* [Requirement]:
State how many lines in the data below contain the string "ceiling". Reply with the number alone.

Excerpt from the dataset
════════
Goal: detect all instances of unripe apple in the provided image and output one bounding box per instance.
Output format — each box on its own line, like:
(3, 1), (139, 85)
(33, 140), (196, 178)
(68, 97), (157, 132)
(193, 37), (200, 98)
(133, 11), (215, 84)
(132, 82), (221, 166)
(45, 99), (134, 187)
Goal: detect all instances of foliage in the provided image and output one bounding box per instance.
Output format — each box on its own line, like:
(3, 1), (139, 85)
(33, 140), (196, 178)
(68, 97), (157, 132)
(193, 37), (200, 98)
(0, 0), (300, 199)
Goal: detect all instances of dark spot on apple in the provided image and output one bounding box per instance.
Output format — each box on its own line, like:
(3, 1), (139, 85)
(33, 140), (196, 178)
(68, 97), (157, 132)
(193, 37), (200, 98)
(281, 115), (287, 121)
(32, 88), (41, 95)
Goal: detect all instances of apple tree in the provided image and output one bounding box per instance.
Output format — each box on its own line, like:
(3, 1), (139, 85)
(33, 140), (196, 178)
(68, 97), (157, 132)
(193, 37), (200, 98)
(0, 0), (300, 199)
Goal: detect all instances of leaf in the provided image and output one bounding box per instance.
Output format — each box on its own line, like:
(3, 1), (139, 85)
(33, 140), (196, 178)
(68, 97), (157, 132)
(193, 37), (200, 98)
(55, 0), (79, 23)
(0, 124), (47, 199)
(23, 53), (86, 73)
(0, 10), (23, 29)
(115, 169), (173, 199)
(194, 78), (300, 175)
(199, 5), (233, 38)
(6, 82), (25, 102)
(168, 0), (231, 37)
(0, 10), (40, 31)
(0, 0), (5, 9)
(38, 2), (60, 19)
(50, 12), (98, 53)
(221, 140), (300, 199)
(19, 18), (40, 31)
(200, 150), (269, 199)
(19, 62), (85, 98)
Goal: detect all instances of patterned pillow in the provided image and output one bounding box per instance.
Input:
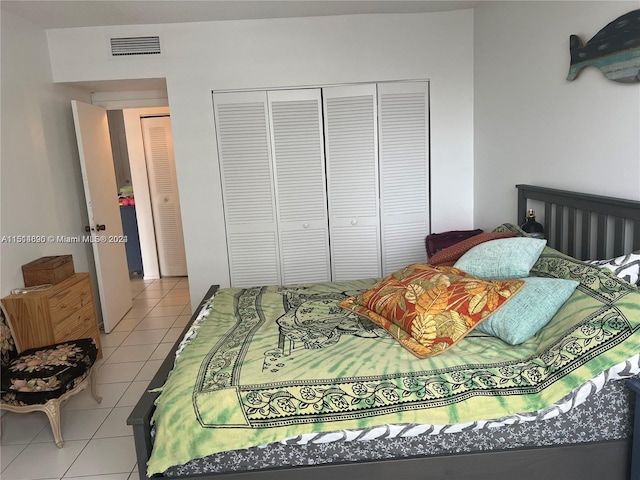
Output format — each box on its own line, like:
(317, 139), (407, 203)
(587, 250), (640, 286)
(478, 277), (580, 345)
(427, 232), (517, 266)
(338, 264), (524, 358)
(454, 237), (547, 280)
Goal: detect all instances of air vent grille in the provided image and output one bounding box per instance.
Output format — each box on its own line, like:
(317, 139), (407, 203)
(111, 37), (161, 57)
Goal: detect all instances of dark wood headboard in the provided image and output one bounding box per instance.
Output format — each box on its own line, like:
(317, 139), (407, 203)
(516, 185), (640, 260)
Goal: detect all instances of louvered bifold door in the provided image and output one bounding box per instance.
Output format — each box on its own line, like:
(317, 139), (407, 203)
(378, 82), (429, 275)
(213, 92), (280, 287)
(267, 89), (331, 285)
(140, 116), (187, 277)
(323, 85), (381, 281)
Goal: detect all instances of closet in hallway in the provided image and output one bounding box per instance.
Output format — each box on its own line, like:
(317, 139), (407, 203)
(213, 81), (429, 287)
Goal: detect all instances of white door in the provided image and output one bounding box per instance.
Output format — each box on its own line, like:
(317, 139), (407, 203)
(378, 82), (429, 275)
(71, 100), (133, 333)
(267, 88), (331, 285)
(213, 92), (281, 287)
(322, 84), (381, 281)
(141, 116), (187, 277)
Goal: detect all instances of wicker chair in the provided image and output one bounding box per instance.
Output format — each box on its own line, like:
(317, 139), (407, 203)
(0, 304), (102, 447)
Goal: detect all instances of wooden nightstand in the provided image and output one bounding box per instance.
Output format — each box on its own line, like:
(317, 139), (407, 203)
(2, 273), (102, 358)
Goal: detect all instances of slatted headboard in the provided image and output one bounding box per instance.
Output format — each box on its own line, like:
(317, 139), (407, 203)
(516, 185), (640, 260)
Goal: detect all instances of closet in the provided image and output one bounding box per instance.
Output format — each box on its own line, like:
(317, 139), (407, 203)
(213, 81), (429, 287)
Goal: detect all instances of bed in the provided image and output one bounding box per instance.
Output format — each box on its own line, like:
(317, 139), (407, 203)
(128, 185), (640, 480)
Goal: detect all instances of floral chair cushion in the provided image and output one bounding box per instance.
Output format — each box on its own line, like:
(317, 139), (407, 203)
(2, 338), (98, 405)
(0, 305), (18, 369)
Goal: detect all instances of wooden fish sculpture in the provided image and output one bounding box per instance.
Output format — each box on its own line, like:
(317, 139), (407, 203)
(567, 10), (640, 83)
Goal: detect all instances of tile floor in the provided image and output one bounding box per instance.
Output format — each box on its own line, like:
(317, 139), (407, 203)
(0, 278), (191, 480)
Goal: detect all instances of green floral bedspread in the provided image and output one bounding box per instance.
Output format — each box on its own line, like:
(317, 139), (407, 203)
(147, 248), (640, 475)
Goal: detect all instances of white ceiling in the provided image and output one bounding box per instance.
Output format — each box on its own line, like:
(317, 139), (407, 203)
(0, 0), (480, 29)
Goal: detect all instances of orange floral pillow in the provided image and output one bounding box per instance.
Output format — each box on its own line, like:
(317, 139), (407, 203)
(338, 264), (524, 358)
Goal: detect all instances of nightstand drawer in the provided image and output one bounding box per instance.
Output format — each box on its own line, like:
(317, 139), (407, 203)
(49, 281), (93, 324)
(53, 302), (97, 342)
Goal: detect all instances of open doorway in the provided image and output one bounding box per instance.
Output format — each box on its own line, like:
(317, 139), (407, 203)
(108, 107), (187, 279)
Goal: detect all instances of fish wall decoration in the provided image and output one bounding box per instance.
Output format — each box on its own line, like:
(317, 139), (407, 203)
(567, 9), (640, 83)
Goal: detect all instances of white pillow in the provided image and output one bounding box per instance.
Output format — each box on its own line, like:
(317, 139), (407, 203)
(587, 250), (640, 286)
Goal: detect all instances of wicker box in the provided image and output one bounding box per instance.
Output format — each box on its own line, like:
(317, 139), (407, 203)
(22, 255), (75, 287)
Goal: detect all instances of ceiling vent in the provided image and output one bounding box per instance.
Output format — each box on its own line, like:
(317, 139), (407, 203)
(111, 37), (162, 57)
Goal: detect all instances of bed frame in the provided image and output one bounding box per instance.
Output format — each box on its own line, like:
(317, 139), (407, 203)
(127, 185), (640, 480)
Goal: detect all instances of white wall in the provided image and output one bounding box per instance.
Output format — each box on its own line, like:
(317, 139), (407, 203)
(474, 1), (640, 229)
(48, 10), (473, 310)
(0, 12), (95, 296)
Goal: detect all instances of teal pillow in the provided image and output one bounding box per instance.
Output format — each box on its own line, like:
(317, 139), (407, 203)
(476, 277), (580, 345)
(454, 237), (547, 280)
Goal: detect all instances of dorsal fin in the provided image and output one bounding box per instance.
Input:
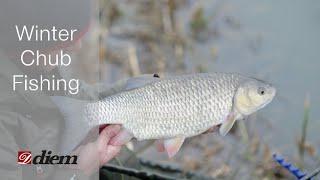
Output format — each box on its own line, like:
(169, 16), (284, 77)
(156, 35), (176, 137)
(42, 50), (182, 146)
(125, 74), (160, 90)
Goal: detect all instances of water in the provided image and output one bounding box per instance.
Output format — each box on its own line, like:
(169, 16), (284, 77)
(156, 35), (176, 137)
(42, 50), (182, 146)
(107, 0), (320, 175)
(179, 0), (320, 149)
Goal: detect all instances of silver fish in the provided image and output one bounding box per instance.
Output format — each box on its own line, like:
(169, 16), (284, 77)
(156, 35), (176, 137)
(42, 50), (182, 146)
(52, 73), (276, 156)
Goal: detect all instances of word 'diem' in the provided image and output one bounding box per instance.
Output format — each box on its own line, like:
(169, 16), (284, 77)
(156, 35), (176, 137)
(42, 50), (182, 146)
(17, 150), (78, 164)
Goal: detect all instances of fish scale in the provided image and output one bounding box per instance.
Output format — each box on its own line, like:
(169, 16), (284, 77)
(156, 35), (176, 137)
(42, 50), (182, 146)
(86, 73), (246, 140)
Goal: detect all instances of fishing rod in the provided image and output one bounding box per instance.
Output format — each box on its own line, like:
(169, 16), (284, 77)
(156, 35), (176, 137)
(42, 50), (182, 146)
(273, 154), (320, 180)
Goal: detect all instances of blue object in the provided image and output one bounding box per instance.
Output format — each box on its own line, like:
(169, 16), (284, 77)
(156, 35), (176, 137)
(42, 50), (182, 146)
(273, 154), (307, 179)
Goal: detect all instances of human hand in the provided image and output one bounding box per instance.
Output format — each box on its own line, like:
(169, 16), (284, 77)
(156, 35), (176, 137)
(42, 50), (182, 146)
(69, 125), (132, 175)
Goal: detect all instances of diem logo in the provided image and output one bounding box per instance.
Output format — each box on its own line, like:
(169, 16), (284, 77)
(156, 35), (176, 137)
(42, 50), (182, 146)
(17, 150), (78, 164)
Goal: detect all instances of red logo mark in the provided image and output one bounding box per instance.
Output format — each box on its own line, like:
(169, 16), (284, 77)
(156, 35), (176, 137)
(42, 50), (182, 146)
(18, 151), (32, 164)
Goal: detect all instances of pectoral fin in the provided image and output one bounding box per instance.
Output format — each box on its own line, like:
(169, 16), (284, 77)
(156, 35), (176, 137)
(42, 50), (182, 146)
(164, 137), (185, 158)
(219, 113), (237, 136)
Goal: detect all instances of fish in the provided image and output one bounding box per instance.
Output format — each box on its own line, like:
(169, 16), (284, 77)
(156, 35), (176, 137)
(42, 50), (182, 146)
(53, 72), (276, 157)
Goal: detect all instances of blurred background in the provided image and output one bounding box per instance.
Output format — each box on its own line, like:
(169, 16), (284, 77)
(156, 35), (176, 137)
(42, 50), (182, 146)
(82, 0), (320, 179)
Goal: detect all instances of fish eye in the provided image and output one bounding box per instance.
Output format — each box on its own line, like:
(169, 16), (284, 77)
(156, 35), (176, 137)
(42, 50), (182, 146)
(258, 87), (266, 96)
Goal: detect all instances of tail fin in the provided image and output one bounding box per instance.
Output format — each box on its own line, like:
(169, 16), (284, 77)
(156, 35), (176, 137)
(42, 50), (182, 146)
(51, 96), (92, 153)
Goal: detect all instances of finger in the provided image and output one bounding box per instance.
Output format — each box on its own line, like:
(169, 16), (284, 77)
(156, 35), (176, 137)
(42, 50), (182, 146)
(203, 126), (219, 134)
(155, 139), (165, 152)
(100, 145), (121, 166)
(109, 129), (133, 146)
(99, 124), (108, 134)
════════
* [The solution]:
2